Challenge:
Rewrite the lines from the one containing "the window ledge" through the end of the items as a numbered list, leaving out any blank lines.

[Dataset rows]
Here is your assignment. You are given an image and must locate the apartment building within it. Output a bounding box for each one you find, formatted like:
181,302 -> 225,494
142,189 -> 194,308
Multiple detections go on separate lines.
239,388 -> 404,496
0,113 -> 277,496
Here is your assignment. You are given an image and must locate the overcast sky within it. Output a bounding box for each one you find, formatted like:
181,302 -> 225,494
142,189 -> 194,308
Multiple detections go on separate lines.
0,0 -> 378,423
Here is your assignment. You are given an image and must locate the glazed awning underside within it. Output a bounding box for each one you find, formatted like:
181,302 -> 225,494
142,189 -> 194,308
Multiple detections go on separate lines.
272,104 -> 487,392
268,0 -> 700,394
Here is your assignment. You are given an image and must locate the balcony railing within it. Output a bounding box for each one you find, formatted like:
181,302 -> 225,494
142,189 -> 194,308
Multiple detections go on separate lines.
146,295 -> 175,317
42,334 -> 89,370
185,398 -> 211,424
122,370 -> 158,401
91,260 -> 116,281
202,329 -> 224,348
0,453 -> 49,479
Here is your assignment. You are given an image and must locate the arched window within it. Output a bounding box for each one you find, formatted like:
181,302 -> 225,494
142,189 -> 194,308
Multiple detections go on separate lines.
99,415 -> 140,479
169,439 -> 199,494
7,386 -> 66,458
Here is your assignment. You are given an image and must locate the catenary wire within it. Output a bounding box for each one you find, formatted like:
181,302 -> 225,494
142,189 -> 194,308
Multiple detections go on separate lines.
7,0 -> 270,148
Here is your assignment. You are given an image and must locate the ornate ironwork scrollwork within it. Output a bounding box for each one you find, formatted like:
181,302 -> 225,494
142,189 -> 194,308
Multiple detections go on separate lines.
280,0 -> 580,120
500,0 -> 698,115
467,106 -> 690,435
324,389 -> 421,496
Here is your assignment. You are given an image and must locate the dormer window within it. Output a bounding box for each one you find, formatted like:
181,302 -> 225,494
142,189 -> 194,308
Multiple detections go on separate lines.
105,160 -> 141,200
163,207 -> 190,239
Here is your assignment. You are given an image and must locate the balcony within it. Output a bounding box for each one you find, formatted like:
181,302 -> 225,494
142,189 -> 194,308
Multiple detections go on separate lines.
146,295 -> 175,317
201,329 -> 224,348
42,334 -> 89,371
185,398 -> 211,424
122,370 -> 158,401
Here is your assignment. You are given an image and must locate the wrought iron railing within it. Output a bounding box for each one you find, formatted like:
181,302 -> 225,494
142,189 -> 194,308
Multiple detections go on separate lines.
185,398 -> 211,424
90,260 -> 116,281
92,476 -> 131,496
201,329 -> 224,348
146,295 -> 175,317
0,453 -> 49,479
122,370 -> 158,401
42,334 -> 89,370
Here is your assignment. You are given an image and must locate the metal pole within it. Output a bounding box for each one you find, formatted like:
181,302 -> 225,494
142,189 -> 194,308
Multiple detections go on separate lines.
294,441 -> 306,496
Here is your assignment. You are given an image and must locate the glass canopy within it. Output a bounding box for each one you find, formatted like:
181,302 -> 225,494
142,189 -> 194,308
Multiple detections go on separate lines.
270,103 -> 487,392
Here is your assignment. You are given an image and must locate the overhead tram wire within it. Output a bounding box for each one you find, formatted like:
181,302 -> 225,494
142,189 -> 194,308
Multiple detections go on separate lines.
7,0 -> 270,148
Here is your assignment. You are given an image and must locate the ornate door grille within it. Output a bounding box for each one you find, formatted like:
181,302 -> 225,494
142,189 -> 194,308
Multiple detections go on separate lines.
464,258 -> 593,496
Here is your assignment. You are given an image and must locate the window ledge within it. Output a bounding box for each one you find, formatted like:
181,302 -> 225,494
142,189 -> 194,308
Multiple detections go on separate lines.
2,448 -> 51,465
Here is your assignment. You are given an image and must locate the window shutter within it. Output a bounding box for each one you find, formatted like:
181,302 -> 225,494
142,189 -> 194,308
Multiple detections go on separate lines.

Response to the task:
1. Here is your assignment. You are given an image and must locate the window ledge within it. Output a bounding box for each one you find, formatted like:
2. 181,302 -> 225,494
3. 142,189 -> 194,308
4. Multiple detections go on separate lines.
5. 2,448 -> 51,465
6. Here is your assignment. You are given an image and must locate the window shutter within it. Output a bounding box for each one you find, formatted like:
7. 181,302 -> 225,494
8. 142,189 -> 194,308
9. Multiple detections go on separate lines.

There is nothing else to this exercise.